* SUPPLIED MATERIAL:
** BEGIN **

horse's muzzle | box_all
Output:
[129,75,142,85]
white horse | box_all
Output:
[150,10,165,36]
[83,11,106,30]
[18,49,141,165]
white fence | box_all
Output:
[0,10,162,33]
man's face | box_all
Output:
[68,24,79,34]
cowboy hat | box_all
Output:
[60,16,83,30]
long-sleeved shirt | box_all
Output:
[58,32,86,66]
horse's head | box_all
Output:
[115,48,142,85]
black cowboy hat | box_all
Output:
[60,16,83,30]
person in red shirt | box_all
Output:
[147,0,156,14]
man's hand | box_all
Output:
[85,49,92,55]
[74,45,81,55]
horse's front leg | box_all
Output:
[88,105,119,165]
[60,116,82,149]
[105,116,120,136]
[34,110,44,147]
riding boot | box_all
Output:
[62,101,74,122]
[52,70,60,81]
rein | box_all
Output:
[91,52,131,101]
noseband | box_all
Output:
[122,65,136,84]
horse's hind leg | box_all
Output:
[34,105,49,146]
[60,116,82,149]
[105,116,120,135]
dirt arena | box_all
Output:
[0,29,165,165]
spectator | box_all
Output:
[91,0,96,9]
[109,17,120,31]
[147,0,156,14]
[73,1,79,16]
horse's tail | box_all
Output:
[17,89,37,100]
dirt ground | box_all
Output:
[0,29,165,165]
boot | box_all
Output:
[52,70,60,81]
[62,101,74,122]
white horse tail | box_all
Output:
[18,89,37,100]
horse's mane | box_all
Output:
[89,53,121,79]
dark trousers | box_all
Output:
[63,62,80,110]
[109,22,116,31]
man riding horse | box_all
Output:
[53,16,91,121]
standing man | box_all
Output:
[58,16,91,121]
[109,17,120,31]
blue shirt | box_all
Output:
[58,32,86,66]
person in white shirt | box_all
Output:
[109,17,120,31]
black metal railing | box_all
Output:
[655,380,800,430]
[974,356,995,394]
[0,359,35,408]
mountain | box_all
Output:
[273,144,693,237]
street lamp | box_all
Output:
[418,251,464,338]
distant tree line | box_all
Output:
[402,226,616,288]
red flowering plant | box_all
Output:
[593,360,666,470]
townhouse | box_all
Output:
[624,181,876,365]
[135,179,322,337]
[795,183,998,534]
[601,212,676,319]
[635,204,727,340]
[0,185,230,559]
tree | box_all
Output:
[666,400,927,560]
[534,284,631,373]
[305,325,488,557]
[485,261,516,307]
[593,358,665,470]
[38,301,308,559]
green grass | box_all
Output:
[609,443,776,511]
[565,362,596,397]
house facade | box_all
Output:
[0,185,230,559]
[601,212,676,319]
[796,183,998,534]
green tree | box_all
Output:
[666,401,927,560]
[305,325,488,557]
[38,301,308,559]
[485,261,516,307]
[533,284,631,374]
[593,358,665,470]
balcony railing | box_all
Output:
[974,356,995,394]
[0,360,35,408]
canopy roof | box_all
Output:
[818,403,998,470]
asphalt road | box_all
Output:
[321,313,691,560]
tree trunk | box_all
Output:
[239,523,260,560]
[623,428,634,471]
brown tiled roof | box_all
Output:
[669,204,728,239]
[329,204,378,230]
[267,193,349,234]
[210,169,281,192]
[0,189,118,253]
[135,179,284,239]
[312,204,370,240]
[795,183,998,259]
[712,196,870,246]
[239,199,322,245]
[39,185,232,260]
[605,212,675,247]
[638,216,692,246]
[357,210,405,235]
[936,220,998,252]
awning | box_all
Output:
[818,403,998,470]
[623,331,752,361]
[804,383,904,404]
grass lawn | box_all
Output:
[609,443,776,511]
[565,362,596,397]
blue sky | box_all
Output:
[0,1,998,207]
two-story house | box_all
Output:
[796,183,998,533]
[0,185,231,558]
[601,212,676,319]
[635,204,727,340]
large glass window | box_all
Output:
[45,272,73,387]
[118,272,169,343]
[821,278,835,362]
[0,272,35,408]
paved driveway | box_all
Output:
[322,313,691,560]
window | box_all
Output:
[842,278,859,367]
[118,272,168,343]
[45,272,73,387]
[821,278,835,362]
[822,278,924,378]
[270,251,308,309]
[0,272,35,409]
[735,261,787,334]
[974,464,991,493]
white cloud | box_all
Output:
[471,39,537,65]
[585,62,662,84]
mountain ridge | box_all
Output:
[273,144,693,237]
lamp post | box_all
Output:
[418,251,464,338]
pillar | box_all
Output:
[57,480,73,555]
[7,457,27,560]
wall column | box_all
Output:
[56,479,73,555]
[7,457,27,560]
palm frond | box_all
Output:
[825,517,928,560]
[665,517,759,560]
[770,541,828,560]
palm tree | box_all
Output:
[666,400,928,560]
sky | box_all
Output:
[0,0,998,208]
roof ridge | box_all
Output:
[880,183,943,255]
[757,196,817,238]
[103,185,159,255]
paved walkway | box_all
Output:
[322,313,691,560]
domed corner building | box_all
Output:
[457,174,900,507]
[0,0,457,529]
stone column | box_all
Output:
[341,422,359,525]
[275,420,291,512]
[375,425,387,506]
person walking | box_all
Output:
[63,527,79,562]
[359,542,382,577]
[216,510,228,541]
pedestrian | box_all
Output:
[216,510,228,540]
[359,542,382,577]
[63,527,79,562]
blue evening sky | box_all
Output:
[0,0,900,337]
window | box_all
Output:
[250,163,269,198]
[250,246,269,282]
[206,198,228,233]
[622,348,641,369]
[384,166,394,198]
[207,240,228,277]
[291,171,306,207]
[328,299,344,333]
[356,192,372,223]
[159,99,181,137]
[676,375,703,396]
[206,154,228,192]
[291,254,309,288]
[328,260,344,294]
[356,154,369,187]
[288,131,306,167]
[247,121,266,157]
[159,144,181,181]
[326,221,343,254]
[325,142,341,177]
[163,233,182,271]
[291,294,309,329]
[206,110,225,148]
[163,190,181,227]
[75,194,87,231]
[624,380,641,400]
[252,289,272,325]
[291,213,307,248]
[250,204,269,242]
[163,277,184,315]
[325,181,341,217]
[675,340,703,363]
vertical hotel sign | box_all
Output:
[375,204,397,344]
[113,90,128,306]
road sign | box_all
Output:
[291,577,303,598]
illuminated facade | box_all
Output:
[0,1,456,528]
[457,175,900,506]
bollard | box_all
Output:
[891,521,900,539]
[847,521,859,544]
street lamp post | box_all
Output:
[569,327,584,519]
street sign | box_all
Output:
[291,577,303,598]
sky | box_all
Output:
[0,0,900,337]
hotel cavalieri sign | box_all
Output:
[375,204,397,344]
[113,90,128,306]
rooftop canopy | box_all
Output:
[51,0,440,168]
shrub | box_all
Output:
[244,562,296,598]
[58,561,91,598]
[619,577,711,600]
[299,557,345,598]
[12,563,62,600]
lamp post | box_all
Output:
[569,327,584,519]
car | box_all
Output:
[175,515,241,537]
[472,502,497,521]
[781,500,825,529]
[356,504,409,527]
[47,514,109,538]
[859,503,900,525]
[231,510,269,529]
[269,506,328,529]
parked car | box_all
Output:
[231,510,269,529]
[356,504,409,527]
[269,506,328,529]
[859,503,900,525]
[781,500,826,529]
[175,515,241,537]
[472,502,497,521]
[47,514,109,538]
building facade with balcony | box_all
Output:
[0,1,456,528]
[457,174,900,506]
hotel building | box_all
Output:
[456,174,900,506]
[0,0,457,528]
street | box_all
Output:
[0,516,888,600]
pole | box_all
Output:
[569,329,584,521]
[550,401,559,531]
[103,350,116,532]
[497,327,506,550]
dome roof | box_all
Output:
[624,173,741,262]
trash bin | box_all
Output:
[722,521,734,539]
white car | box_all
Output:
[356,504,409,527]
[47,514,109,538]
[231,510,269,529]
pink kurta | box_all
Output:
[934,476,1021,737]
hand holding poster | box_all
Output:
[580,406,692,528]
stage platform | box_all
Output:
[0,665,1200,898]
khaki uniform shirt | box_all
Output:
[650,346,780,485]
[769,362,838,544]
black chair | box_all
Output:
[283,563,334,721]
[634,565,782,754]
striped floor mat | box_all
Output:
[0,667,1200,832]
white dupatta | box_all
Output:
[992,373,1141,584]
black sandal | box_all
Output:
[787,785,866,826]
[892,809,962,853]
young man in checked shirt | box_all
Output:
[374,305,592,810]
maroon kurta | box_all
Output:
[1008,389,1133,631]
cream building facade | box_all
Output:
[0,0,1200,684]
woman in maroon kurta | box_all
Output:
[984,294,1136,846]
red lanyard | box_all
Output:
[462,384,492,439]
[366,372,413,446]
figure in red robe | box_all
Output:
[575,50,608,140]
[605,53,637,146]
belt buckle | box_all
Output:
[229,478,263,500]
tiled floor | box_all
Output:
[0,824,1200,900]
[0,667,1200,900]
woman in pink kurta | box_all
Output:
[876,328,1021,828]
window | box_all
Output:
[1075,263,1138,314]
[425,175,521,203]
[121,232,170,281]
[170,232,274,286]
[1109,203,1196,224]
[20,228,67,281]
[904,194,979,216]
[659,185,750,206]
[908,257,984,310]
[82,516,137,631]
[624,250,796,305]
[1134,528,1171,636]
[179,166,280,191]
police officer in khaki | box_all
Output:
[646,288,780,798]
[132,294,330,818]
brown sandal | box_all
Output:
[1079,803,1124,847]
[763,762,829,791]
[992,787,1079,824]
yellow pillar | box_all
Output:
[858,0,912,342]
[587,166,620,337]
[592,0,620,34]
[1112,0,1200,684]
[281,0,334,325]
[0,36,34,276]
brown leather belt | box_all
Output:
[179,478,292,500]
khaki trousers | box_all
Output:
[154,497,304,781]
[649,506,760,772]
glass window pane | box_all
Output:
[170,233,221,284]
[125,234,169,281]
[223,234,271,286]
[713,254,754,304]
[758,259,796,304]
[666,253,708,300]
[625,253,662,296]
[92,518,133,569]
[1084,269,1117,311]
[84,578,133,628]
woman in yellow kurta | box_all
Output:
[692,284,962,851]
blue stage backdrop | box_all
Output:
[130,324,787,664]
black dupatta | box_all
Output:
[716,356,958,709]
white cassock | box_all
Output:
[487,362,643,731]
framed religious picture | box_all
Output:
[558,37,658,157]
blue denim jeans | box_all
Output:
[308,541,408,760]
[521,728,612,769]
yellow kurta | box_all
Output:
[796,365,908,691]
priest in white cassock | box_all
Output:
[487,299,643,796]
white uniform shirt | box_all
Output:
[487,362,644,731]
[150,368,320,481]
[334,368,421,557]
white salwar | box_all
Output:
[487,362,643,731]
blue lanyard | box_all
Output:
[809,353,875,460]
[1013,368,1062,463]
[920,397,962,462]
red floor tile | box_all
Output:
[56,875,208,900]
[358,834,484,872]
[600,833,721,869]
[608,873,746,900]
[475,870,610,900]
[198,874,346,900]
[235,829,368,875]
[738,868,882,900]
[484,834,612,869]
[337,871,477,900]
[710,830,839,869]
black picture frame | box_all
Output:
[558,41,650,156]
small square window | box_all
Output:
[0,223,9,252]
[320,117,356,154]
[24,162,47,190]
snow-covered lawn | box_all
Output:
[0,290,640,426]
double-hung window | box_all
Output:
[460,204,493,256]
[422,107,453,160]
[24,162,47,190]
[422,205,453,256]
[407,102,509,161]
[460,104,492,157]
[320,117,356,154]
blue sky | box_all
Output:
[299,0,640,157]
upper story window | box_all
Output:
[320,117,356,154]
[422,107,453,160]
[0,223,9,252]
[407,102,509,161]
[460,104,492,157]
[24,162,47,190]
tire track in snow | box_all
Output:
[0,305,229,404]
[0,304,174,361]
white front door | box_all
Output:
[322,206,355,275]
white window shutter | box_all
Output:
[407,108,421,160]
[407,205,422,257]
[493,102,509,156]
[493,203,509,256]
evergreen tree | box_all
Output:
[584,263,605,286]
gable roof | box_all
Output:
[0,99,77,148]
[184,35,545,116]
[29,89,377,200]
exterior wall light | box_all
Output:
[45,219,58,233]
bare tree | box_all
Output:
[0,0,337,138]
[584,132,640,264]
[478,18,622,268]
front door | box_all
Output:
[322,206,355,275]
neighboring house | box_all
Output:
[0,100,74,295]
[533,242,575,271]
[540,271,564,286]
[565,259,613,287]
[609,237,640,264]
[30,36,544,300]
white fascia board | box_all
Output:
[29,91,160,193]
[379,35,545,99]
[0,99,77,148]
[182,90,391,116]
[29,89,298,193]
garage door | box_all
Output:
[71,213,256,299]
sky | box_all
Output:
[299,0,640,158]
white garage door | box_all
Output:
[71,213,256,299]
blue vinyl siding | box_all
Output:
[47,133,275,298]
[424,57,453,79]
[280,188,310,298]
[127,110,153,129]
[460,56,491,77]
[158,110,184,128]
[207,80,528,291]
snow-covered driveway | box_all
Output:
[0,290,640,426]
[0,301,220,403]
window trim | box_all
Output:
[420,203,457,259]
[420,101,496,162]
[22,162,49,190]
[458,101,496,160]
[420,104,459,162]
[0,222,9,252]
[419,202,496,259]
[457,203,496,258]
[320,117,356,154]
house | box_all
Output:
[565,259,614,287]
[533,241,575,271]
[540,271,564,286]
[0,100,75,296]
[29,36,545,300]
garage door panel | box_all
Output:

** END **

* TASK DESCRIPTION: Reproduce the records verbatim, beginning with the line that contains "blue stage backdrop | box_all" and ending with the line that contains "[30,36,544,300]", including both of those lines.

* WRITTEN RESPONSE:
blue stage backdrop | box_all
Output:
[130,324,787,664]
black dupatta | box_all
Output:
[716,356,958,709]
white cassock | box_all
Output:
[487,362,643,731]
framed religious picture | box_all
Output:
[558,37,658,157]
blue denim jeans | box_all
Output:
[308,541,408,760]
[521,728,612,769]
yellow kurta | box_all
Output:
[796,365,908,691]
priest in white cassock | box_all
Output:
[487,299,643,796]
white uniform shirt | box_all
Output:
[487,362,644,731]
[150,368,320,481]
[334,368,421,557]
white salwar | box_all
Output:
[487,362,643,731]
blue lanyard | box_all
Output:
[809,353,875,460]
[1013,368,1062,463]
[920,397,962,462]
red floor tile | box_all
Output:
[56,875,208,900]
[358,834,484,872]
[600,833,721,869]
[608,873,746,900]
[475,870,610,900]
[198,874,346,900]
[235,829,368,875]
[738,868,882,900]
[484,834,612,869]
[337,871,477,900]
[710,830,839,869]
black picture frame | box_all
Output:
[558,41,650,156]
small square window | box_all
Output:
[0,223,9,252]
[320,117,356,154]
[24,162,47,190]
snow-covered lawn | box_all
Output:
[0,290,640,426]
double-hung window | box_all
Output:
[460,204,493,256]
[422,107,453,160]
[24,162,47,190]
[422,205,453,256]
[407,102,509,161]
[460,104,492,157]
[320,117,356,154]
blue sky | box_all
Output:
[299,0,640,157]
upper story window | box_all
Output:
[320,117,356,154]
[422,107,453,160]
[0,223,9,252]
[407,102,509,161]
[460,104,492,157]
[24,162,47,190]
tire track in snow | box_all
Output:
[0,305,229,404]
[0,304,174,361]
white front door | box_all
Output:
[322,206,355,275]
white window shutter | box_all
Output:
[407,108,421,160]
[407,205,422,257]
[493,102,509,156]
[493,203,509,256]
evergreen tree | box_all
Output:
[584,263,605,286]
gable roof | box_all
Output:
[0,99,77,148]
[184,35,545,116]
[29,89,377,200]
exterior wall light | box_all
Output:
[45,219,58,233]
bare tree | box_all
Output:
[0,0,337,138]
[584,132,640,264]
[478,18,622,268]
front door | box_all
Output:
[322,206,355,275]
neighboring house | box_all
Output:
[0,100,74,295]
[533,242,575,271]
[540,271,564,286]
[565,259,613,287]
[609,237,640,264]
[30,36,544,300]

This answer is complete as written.